Dataset excerpt:
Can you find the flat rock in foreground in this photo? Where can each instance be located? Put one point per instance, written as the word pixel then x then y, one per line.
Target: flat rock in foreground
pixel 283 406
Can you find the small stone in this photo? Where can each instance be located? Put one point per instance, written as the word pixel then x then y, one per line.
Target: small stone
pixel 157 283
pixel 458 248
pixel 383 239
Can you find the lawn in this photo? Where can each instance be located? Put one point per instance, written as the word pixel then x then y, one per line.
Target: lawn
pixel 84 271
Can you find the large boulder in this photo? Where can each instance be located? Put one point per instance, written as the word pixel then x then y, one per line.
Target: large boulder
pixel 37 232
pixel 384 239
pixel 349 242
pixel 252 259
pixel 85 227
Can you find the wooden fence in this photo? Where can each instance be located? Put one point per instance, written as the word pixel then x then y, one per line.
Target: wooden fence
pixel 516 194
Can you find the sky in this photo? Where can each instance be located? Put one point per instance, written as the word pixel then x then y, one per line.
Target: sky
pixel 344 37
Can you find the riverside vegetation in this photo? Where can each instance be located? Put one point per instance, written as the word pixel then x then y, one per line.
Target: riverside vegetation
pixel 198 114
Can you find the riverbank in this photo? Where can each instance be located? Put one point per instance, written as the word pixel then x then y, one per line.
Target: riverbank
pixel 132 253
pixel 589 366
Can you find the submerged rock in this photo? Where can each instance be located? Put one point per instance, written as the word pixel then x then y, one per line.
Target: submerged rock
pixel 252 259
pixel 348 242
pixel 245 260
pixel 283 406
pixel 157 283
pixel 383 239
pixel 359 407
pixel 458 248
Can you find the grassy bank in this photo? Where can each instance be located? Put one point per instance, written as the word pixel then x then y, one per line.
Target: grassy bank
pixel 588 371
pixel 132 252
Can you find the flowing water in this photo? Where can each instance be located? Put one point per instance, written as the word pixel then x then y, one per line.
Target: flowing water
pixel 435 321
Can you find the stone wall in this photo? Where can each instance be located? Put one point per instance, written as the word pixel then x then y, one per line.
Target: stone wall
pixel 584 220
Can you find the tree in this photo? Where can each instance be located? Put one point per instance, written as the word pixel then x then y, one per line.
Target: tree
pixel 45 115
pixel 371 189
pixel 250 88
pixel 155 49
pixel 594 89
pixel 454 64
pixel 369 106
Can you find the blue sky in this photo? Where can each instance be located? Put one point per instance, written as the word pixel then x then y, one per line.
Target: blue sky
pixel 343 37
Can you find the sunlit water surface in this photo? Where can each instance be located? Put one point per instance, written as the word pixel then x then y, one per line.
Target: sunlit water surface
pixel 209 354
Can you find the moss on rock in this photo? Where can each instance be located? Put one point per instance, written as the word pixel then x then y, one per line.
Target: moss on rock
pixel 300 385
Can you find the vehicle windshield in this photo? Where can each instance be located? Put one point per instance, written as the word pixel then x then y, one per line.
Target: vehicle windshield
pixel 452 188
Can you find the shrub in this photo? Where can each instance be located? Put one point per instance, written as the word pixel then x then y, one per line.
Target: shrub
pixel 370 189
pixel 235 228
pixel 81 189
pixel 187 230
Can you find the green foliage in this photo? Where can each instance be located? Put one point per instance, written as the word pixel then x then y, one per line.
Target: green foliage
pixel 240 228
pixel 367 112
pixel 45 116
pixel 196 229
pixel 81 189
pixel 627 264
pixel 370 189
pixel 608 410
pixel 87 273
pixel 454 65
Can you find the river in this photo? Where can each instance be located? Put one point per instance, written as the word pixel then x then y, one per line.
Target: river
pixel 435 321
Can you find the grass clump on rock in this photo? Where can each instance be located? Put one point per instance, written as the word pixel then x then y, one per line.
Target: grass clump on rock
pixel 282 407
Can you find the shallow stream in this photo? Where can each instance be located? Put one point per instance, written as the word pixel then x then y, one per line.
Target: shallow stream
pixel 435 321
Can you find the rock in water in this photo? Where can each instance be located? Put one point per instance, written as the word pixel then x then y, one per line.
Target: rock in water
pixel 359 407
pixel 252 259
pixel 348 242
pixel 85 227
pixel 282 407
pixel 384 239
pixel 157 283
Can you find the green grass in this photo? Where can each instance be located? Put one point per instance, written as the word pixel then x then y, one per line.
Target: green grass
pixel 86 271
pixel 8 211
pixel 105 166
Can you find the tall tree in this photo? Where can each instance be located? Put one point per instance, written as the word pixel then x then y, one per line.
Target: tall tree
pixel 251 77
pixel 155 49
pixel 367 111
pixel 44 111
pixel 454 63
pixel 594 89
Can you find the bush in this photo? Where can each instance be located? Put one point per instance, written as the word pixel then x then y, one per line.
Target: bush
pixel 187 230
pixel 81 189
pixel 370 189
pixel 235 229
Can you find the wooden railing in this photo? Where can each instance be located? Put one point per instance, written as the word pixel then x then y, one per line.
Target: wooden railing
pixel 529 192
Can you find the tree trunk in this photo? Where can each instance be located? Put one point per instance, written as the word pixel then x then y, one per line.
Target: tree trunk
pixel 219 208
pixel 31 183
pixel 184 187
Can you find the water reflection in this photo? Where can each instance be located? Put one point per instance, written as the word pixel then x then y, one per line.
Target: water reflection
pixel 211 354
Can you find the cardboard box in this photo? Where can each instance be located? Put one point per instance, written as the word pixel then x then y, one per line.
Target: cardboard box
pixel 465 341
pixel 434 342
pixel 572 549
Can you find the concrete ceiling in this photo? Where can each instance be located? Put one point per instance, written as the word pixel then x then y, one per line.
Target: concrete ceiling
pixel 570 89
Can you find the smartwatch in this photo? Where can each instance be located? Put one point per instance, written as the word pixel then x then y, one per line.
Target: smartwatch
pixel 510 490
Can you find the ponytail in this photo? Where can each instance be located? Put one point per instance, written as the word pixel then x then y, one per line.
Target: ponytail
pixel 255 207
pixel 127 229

JOB:
Write out every one of these lines exactly, keeping their order.

WRITTEN RESPONSE:
Can you find the flat rock in foreground in this photo? Where can each instance be located? Put one point per instance, written as the word pixel then x then y, one per line.
Target: flat rock in foreground
pixel 283 406
Can you find the small stone in this photo? Where can each instance be located? Put one point per instance, written as the word pixel then x then y, one per line.
Target: small stone
pixel 157 283
pixel 458 248
pixel 383 239
Can you find the lawn in this photo? Where can each instance be located? Put one point per instance, written as the word pixel then x then y, one per line.
Target: lawn
pixel 84 271
Can you find the large boulder in this photo? Where can each instance be located? Put one point per instance, written as the word pixel then x then y, one per line.
Target: large boulder
pixel 37 232
pixel 384 239
pixel 349 242
pixel 252 259
pixel 85 227
Can you find the wooden fence in this photo? Where can each instance be located? Put one point per instance, written as the word pixel then x then y, one per line.
Target: wooden fence
pixel 516 194
Can you find the sky in this photo? Where can each instance be located? Put one point per instance, written as the word pixel then x then y, one per line.
Target: sky
pixel 344 37
Can you find the riverside vegetation in this photo? Where can each instance be located? Put one point per instance, written as the word pixel then x then y, one per line.
Target: riverside vegetation
pixel 198 114
Can you find the riverbank in this photo? Where can each instance be located? Put one point per instance, written as the word pixel then x then y, one per line.
Target: riverbank
pixel 132 253
pixel 589 366
Can you find the submerged rock in this photo? Where can each instance be located? Put one point per instance, written as the word pixel then x then y, one per line.
Target: submerged rock
pixel 252 259
pixel 348 242
pixel 245 260
pixel 283 406
pixel 157 283
pixel 383 239
pixel 359 407
pixel 458 248
Can you find the grassy bank in this photo? Where can each instance be located? Put one point per instance, written as the word pixel then x then y, one per line.
Target: grassy bank
pixel 588 371
pixel 132 252
Can you find the flowing water in this photo? Where can each instance be located? Put one point per instance, written as the word pixel then x then y, one per line.
Target: flowing water
pixel 435 321
Can you find the stone wall in this photo? Where can each instance be located? Put one point per instance, written as the word pixel then x then y, one per line.
Target: stone wall
pixel 584 220
Can you find the tree in this photo? Where can each instance be located? Put one point per instance, written as the word pixel then x then y, one per line.
Target: tree
pixel 45 115
pixel 371 189
pixel 250 88
pixel 155 49
pixel 594 89
pixel 454 64
pixel 369 106
Can you find the blue sky in this photo? Where can each instance be located? Put one point per instance, written as the word pixel then x then y, one per line.
Target: blue sky
pixel 343 37
Can you find the sunlit water surface in this photo? Where can each instance be located? Put one point per instance, written as the word pixel then x then y, one per line.
Target: sunlit water surface
pixel 209 354
Can you find the moss on rock in this photo? Where can each instance be located? Put one point per instance, written as the word pixel then x then y, one per line.
Target: moss on rock
pixel 300 385
Can you find the vehicle windshield in this photo? Where can each instance be located? Put one point per instance, written as the word pixel then x then y, one per line.
Target: vehicle windshield
pixel 452 188
Can you find the shrub in this photo? Where can each instance be located? Put one point per instance, written as the word pixel then x then y, one per line.
Target: shrub
pixel 370 189
pixel 235 228
pixel 81 189
pixel 187 230
Can you find the green foliage in this photo? Where can each instance be located? Put one point per instance, written as the word pixel then x then y, one per line.
Target: green foliage
pixel 240 228
pixel 367 112
pixel 45 116
pixel 196 229
pixel 81 189
pixel 627 264
pixel 370 189
pixel 608 410
pixel 87 273
pixel 454 65
Can you find the river in this photo? Where can each instance be located? Put one point per instance, written as the word pixel then x then y, one per line.
Target: river
pixel 435 321
Can you find the grass clump on rock in this photo? Where can each instance be located? Put one point per instance, written as the word pixel then x then y, one per line.
Target: grass clump on rock
pixel 282 407
Can you find the shallow stream in this photo? Where can each instance be located? Put one point per instance, written as the word pixel then x then y, one per line.
Target: shallow stream
pixel 435 321
Can you find the rock in water in this photo? Where can each instance be located? Put one point per instance, written as the word pixel then x then y, one per line.
Target: rock in water
pixel 359 407
pixel 252 259
pixel 348 242
pixel 85 227
pixel 282 407
pixel 384 239
pixel 157 283
Can you find the green grass in this photo? Where can each instance be located? Put one point per instance, written as the word pixel then x then y, one per line.
Target: green grass
pixel 86 271
pixel 8 211
pixel 105 166
Can you find the tall tree in this photo? Where can each instance be located? Put one point per instance, written as the word pixel then x then y, one per line.
Target: tall tree
pixel 251 77
pixel 155 49
pixel 367 111
pixel 44 111
pixel 454 63
pixel 594 89
Can you find the bush in this photo? Where can each instance be located? Put one point per instance, written as the word pixel then x then y, one per line.
Target: bush
pixel 187 230
pixel 81 189
pixel 370 189
pixel 235 229
Can you find the wooden railing in this photo? Where can each instance be located? Put one point per instance, written as the word pixel then x then y, one per line.
Target: wooden railing
pixel 529 192
Can you find the tree trunk in this photo? Where can each instance be located? Put one point per instance, written as the word pixel then x then y, one per line.
Target: tree trunk
pixel 219 208
pixel 31 183
pixel 184 187
Can you find the water reflection in this photo? Where can each instance be located? Put one point per instance, written as the word pixel then x then y, one per line.
Target: water reflection
pixel 211 354
Can you find the cardboard box in this photo? Where can each instance be located? Put one point per instance, written as the word pixel then x then y, one per line.
Target: cardboard box
pixel 465 341
pixel 434 342
pixel 572 549
Can you find the concrete ceiling in this photo? Where can each instance be located? Put one point per instance, written as the word pixel then x then y, one per line.
Target: concrete ceiling
pixel 570 89
Can you find the smartwatch in this photo? Where can each instance be located? Put one point per instance, written as the word pixel then x then y, one per line.
Target: smartwatch
pixel 510 490
Can you find the ponytail in this photo? Where can each instance be located? Put one point per instance, written as the word pixel then x then y, one per line.
Target: ponytail
pixel 255 207
pixel 127 229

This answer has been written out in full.